───── EXTRACTED RECORDS ─────

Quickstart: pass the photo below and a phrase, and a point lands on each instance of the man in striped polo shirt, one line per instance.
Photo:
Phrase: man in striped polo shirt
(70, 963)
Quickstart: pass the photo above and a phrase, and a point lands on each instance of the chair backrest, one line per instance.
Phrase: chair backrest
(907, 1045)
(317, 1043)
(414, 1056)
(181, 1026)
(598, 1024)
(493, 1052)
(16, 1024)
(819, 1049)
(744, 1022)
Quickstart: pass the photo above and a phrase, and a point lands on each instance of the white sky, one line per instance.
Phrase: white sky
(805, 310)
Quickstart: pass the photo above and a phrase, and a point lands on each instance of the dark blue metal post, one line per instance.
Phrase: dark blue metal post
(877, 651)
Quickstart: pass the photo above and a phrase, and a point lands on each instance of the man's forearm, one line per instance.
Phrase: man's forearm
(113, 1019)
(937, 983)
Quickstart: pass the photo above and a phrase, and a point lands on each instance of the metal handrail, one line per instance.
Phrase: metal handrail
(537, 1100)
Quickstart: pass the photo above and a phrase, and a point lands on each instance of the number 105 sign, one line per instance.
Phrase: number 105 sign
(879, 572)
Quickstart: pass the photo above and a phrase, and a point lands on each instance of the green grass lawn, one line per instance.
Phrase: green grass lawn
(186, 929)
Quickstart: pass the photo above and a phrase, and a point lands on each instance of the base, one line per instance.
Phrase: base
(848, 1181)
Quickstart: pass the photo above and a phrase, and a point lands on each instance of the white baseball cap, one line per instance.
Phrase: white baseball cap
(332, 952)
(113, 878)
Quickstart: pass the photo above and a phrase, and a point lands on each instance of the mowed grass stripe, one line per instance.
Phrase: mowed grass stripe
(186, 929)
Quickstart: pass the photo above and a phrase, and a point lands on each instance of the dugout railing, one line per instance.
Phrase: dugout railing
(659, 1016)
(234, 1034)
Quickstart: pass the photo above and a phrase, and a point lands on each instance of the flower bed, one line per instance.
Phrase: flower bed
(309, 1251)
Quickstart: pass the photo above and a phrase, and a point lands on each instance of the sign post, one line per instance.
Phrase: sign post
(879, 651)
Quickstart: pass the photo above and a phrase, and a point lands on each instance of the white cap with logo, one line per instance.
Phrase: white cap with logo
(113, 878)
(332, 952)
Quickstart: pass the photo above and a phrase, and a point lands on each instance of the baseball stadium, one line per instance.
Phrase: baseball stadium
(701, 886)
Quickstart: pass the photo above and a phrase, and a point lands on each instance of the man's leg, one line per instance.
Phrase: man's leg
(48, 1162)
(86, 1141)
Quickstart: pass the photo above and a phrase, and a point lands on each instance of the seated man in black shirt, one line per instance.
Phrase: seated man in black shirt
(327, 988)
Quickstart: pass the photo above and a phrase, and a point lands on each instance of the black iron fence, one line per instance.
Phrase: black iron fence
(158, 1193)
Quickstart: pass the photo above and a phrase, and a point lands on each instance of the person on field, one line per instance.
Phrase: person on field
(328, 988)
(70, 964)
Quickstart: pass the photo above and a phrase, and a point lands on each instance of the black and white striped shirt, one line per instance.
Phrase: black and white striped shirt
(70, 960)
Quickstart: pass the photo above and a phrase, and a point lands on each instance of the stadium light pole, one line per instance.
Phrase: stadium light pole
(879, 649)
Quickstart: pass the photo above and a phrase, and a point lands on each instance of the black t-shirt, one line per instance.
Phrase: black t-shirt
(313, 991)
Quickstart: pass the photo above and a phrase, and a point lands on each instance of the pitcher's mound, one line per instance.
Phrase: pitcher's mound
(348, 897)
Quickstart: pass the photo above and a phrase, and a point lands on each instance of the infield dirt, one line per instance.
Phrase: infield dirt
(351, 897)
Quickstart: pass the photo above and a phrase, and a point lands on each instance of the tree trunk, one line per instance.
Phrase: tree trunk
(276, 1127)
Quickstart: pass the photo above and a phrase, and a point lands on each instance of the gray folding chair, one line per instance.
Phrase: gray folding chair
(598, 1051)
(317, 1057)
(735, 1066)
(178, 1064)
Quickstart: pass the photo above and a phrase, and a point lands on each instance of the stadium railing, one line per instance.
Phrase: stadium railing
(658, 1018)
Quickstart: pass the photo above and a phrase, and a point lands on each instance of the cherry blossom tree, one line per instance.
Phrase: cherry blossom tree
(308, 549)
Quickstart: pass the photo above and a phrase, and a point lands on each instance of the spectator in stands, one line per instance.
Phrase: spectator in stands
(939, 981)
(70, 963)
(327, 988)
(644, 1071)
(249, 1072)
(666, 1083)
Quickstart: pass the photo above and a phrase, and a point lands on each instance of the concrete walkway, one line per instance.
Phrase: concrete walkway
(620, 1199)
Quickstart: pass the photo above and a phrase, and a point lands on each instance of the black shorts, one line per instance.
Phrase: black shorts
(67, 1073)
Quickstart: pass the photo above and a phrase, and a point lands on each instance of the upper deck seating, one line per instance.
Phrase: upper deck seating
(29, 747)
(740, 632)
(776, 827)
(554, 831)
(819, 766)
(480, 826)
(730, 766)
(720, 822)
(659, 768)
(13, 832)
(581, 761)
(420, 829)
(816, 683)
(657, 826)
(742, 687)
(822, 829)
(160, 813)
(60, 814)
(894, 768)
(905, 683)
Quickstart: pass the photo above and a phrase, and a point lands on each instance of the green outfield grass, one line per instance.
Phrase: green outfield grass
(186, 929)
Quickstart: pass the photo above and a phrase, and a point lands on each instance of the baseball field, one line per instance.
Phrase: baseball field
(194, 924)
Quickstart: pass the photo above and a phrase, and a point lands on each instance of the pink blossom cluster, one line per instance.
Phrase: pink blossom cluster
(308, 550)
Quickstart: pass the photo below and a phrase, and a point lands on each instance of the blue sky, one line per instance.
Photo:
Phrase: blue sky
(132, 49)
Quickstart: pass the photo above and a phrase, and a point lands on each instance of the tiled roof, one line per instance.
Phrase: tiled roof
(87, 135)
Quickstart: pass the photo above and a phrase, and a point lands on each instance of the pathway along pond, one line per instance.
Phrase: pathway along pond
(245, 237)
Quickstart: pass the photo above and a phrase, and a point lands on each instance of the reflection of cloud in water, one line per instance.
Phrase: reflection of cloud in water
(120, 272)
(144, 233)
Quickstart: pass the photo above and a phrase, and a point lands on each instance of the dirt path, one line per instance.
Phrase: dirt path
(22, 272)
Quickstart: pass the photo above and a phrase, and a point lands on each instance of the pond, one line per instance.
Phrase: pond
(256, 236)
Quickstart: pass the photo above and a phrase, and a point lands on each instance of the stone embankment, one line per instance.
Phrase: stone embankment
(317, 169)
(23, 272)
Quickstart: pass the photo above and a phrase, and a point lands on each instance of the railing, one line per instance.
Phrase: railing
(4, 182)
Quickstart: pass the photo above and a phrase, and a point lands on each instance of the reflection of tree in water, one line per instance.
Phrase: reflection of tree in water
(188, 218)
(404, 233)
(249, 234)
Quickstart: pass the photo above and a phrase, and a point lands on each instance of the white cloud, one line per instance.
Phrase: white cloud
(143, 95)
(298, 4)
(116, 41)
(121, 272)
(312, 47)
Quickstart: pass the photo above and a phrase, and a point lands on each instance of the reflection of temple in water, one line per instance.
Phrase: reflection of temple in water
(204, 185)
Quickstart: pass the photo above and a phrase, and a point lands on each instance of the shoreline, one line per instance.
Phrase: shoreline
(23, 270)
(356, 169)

─────

**WORK TO COMPLETE:**
Scan the data above and copy every line with "below" in it.

**RESULT OF THE TASK:**
Quickstart: pass the photo below and a phrase, and a point lands on each instance of the man in striped polo shirt, one line per instance.
Quickstart: pass the photo below and a phrase, and a point lands on each instance of the blue sky, one line per instance.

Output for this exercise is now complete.